Spaces:

Abdullraffayy
/

jfk_assassination_records_app

Sleeping

File size: 6,586 Bytes

import os
import torch
import matplotlib.pyplot as plt
from wordcloud import WordCloud
from gliner import GLiNER
import spacy
import re
# Load spaCy English model
nlp = spacy.load("en_core_web_sm")

# Function to remove stop words
def preprocess_text(text):
    doc = nlp(text)
    filtered_words = [ token.lemma_  # Convert to base form
                    for token in doc
                    if not token.is_stop  # Remove stop words
                    and not token.is_punct  # Remove punctuation
                    and not token.is_digit  # Remove numbers
                    and len(token.text) > 2  ]
    
    return " ".join(filtered_words)
    
# 📂 Define input/output directories
input_dir = "summaryoutput"  # Folder containing summarized documents
entity_output_dir = "extracted_entities"  # Folder to save extracted entities
os.makedirs(entity_output_dir, exist_ok=True)

# ⚡ Load Named Entity Recognition (NER) model
device = "cuda" if torch.cuda.is_available() else "cpu"  # Use GPU if available
model = GLiNER.from_pretrained("urchade/gliner_medium-v2.1").to(device)

# Define labels for entity extraction
labels = ["person", "organization", "location", "date", "document", "event", "role", "cryptonym", "operation", "nationality", "contact","SUBJECT","REFERENCE","FROM","TO","DATE","REF","INFO"]
#  Get already processed files
existing_entity_files = set(os.listdir(entity_output_dir))
def extract_entities(text):
    entities = model.predict_entities(text, labels)
    extracted = {}
    regex_patterns = {
        "TO": r"(?i)\bTO[:\s]+([^\n]+)",
        "FROM": r"(?i)\bFROM[:\s]+([^\n]+)",
        "DATE": r"(?i)\bDATE[:\s]+([^\n]+)",
        "REF": r"(?i)\bREF[:\s]+([^\n]+)",
        "SUBJECT": r"(?i)\bSUBJECT[:\s]+([^\n]+)",
    }
    for label, pattern in regex_patterns.items():
        matches = re.findall(pattern, text)

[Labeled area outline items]

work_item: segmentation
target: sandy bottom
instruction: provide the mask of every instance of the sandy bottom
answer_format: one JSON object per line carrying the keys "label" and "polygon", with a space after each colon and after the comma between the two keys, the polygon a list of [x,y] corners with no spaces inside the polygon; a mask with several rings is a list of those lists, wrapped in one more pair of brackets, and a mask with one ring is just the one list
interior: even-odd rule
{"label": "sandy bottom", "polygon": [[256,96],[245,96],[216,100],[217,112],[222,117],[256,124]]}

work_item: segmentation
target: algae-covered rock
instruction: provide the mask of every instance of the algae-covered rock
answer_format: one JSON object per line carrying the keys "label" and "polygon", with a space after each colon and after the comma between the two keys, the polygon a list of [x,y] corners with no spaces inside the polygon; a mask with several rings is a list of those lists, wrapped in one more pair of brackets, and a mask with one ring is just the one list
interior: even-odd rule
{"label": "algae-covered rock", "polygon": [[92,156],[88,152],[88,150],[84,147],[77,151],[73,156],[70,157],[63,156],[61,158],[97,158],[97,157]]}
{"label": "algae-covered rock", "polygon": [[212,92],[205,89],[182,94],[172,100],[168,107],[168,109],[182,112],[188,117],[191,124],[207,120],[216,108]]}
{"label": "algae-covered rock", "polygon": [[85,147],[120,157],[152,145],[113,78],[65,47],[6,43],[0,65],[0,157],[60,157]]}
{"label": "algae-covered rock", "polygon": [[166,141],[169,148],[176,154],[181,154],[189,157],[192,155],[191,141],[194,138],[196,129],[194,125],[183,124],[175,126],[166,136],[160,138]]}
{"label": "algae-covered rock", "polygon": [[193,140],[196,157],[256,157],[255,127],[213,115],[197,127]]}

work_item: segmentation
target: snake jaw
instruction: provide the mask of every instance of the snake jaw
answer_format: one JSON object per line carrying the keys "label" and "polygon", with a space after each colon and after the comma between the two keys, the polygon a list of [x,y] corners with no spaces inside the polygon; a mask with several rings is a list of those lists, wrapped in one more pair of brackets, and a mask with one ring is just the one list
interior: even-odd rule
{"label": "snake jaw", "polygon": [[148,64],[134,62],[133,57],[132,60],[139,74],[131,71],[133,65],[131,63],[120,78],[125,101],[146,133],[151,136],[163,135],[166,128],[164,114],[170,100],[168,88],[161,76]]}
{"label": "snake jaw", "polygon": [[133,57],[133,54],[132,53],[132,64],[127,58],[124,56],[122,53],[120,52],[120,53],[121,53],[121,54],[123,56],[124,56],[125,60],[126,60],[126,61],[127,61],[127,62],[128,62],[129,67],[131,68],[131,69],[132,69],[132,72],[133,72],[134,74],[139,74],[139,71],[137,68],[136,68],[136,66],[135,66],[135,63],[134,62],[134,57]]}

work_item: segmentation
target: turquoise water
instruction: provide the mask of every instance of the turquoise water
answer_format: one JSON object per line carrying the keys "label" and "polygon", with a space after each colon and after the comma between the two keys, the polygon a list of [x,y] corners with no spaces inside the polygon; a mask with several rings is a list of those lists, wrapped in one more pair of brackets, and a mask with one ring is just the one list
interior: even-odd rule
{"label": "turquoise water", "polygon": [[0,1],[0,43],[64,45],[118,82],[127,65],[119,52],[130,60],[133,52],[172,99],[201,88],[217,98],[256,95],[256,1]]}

What you will do -
A - In the entity-extraction script, what is the name of the folder where extracted entities are saved?
B - Extend the entity-extraction script, picking up right after its last line.

Answers to the exercises -
A - extracted_entities

B -
        if matches:
            # Clean up matches
            cleaned_matches = [m.strip().rstrip(')').lstrip(',') for m in matches]
            extracted[label] = list(set(cleaned_matches))  # Remove duplicates
    for entity in entities:
        entity_type = entity["label"]
        entity_text = entity["text"].strip().rstrip(')').lstrip(',')
        if entity_type not in extracted:
            extracted[entity_type] = []
        if entity_text not in extracted[entity_type]:  # Avoid duplicates
            extracted[entity_type].append(entity_text)
    return extracted
# def extract_entities(text):
#     entities = model.predict_entities(text, labels)
#     extracted = {}
#     regex_patterns = {
#         "TO": r"(?i)\bTO[:\s]+([^\n]+)",    # Matches "TO: some text"
#         "FROM": r"(?i)\bFROM[:\s]+([^\n]+)",  # Matches "FROM: some text"
#         "DATE": r"(?i)\bDATE[:\s]+([^\n]+)",  # Matches "DATE: some text"
#         "REF": r"(?i)\bREF[:\s]+([^\n]+)",    # Matches "REF: some text"
#         "SUBJECT": r"(?i)\bSUBJECT[:\s]+([^\n]+)",  # Matches "SUBJECT: some text"
#     }
#     # Apply regex patterns
#     for label, pattern in regex_patterns.items():
#         matches = re.findall(pattern, text)
#         if matches:
#             extracted[label] = matches

#     for entity in entities:
#         entity_type = entity["label"]
#         entity_text = entity["text"]
#         if entity_type not in extracted:
#             extracted[entity_type] = []
#         extracted[entity_type].append(entity_text)
#     return extracted
#  Function to generate word cloud
def generate_word_cloud(text, output_filename):
    os.makedirs(os.path.dirname(output_filename), exist_ok=True)
    filtered_text = preprocess_text(text)
    wordcloud = WordCloud(width=800, height=400, background_color="white").generate(filtered_text)
    wordcloud.to_file(output_filename)
    
    
    # Save word cloud image
    plt.figure(figsize=(10, 5))
    plt.imshow(wordcloud, interpolation="bilinear")
    plt.axis("off")
    plt.savefig(output_filename, bbox_inches="tight")
    plt.close()

#  Process each document
def extract_entities_from_summaries():
            all_text = ""  # Store all text for a combined word cloud

            for filename in os.listdir(input_dir):
                if filename.endswith(".md"):  # Process Markdown files
                    entity_file = f"entities_{filename}"
                    word_cloud_file = f"wordcloud_{filename}.png"
                    entity_file_path = os.path.join(entity_output_dir, entity_file)
                    word_cloud_path = os.path.join(entity_output_dir, word_cloud_file)

                    # ⏭ Skip if entity file & word cloud already exist
                    if entity_file in existing_entity_files and word_cloud_file in existing_entity_files:
                        print(f"⏩ Skipping {filename}, already processed.")
                        continue

                    file_path = os.path.join(input_dir, filename)
                    
                    with open(file_path, "r", encoding="utf-8") as file:
                        text = file.read()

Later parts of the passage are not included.